→ **EXERCISE INSTRUCTIONS**: Return every entry below verbatim, leaving out the pictures.

→ **MATERIAL PROVIDED**:
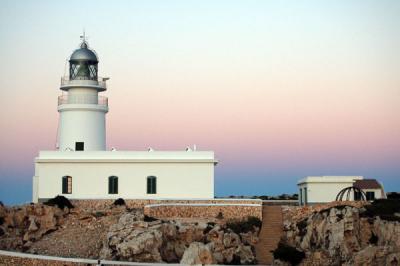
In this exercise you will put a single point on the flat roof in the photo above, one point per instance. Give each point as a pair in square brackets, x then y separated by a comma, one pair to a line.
[126, 156]
[329, 179]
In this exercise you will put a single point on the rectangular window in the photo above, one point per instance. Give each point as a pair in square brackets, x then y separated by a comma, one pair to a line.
[113, 185]
[370, 195]
[305, 196]
[151, 185]
[67, 185]
[357, 195]
[301, 197]
[79, 146]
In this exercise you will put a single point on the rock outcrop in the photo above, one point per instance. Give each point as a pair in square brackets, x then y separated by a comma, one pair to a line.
[20, 226]
[342, 235]
[188, 242]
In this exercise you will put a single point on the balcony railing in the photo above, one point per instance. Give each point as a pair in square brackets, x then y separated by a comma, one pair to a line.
[83, 99]
[101, 82]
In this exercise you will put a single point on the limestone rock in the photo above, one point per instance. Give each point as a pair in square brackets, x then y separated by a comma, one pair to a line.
[198, 253]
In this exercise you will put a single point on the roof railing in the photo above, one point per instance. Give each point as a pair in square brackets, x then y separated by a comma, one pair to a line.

→ **CORRECT RESULT**:
In this exercise you will put a single point on the flat roof in the photo above, one point per instance. Give each point as a pair in square brackets, x then y separated by a comma, one pair to a line.
[126, 156]
[329, 179]
In this exercise you will put a single point on the rectangular window in the photo above, one point per instance. Give each point as a pair in square brackets, x then y separated by a comma, one pair to a line.
[113, 185]
[370, 195]
[305, 196]
[151, 185]
[67, 185]
[357, 195]
[301, 197]
[79, 146]
In this exercise you will put a single point on the rock outcrop in the photo above, one point per instance. Give each point as a pair in square brackets, x then y separated by a comma, one pair to a line.
[20, 226]
[342, 235]
[188, 242]
In this exercise you will put a single point on the balcony railing in the photo above, one point per instance. Give each point as a pair in square brackets, x then y separated by a comma, one pair to a line.
[83, 99]
[101, 82]
In this exercise you will put a single point on the limestone rock in the photo above, one point per instance. Give each point as a pair in square brackets, x then y separated by a comma, one pair to a line.
[198, 253]
In this exercise you will put a single point on the roof railing in the photo above, one point per instance. Give each point as a pair in square brackets, x then y separated by a comma, one pair to a line.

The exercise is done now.